---- Material supplied
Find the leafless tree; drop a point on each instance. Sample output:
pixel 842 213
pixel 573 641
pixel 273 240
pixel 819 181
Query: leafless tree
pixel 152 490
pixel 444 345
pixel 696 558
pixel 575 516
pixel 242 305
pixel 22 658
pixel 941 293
--------
What is asked:
Return every line of the records above, unchanged.

Task result:
Find the leafless tree; drop a point on each instance. Sample output:
pixel 842 213
pixel 573 641
pixel 273 240
pixel 819 181
Query: leafless tree
pixel 152 490
pixel 444 345
pixel 696 558
pixel 575 516
pixel 242 305
pixel 22 658
pixel 941 293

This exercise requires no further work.